[Given passage]

[Start of Attachment]

MY REPLY: My piece from the past is young compared to other belongings, but it’s still a priceless possession. It’s an 8×10, black marble looking frame with a golden internal edges. Since I received it as a Christmas gift from my father it has hung on my living room. It makes me happy each time I pause before it. The frame contains hand drawn scenes from my father’s three most important homes – two from boyhood and the first home he and my mom ever purchased. The homes are each drawn on white, horizontal 3×5 index cards.

The first card, located at the top left, features the family farm in Lake Odessa, Michigan. It was his boyhood summer home where he and his three brothers lived with their aunt and uncle. I, too, spent many summer vacations on this same farm. I loved its narrow staircase leading to the second floor, the glassed in coffee table with hinged lid that displayed an intricate collection of my great great aunt’s sewing buttons and the kitchen counters laden with drying homemade pasta cut into perfect fettucine-sized noodles. While the farm ignites good times in my mind, I was deathly afraid of the second floor bedroom where we usually slept when we visited. This is because there was a door from the bedroom to the outside of the house. If I had ever sleep walked or opened that door I would have fallen 10 feet below and probably would have been no more.

“The farm,” as it is affectionately known, was built with a roofed, long, wooden front porch. This roof had been what you would have stepped on if you had opened the second floor door. But unfortunately, as wood deteriorates over time, both parts had to be torn down. The door was “off limits” to us kids. And rightly so. Locked but accessible, I remember realizing it would mean certain death if I had opened it and stepped out into nothingness. I guess the fact that I’m writing about it today shows you I obeyed.

The middle index card features my father’s boyhood home in Battle Creek, Michigan. Its detached one-car garage in back, originally housed my grandfather’s 1936 black Chevrolet and then later his new 1947 red International pickup truck.

Its backyard, unseen, contained a garden and a dog pen. According to dad, it also was home to many dog burial plots as well.

[End of Attachment]

[Given data]
[Start of Attachment]

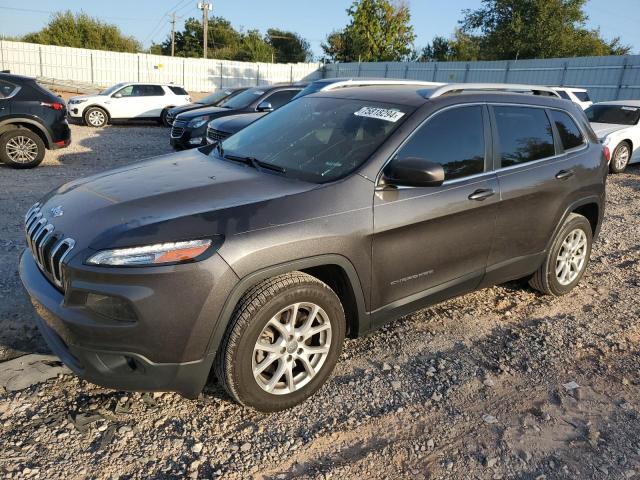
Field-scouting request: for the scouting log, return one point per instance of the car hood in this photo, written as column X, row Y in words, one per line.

[End of Attachment]

[Your tasks]
1. Could you reproduce the passage about the framed drawings word for word, from "MY REPLY: My" to "3×5 index cards."?
2. Can you carry the passage about the framed drawings forward from its final sentence?
The lines have nothing to do with the passage about the framed drawings.

[Written answers]
1.
MY REPLY: My piece from the past is young compared to other belongings, but it’s still a priceless possession. It’s an 8×10, black marble looking frame with a golden internal edges. Since I received it as a Christmas gift from my father it has hung on my living room. It makes me happy each time I pause before it. The frame contains hand drawn scenes from my father’s three most important homes – two from boyhood and the first home he and my mom ever purchased. The homes are each drawn on white, horizontal 3×5 index cards.

2.
With three brothers and one bathroom you can imagine the line on the first floor! A master bedroom and kitchen were also there. The second floor contained two bedrooms – one shared by the two oldest brothers and another shared by dad and the youngest brother. Each bedroom had a door that accessed the attic at opposite ends of the house. At one point, an older brother used the area for a photography dark room. My dad and his little brother covered their attic area floor with cardboard thereby having a prime play area full of Army men. The areas had electrical lighting as well.

A Coal furnace and small water heater were in the basement and a coal truck made deliveries through a window chute, which led to a coal bin below.

The bottom sketch features the first new home my parents ever bought. After peeking in its windows on a Sunday and discovering an uncarpeted slab, dad called the builder who took care of it the next day so we could move in. It snowed in Tallahassee, FL on that day in 1975, the middle of my 7th grade year. Nixon was president. The interest rate on their mortgage was 4.75%.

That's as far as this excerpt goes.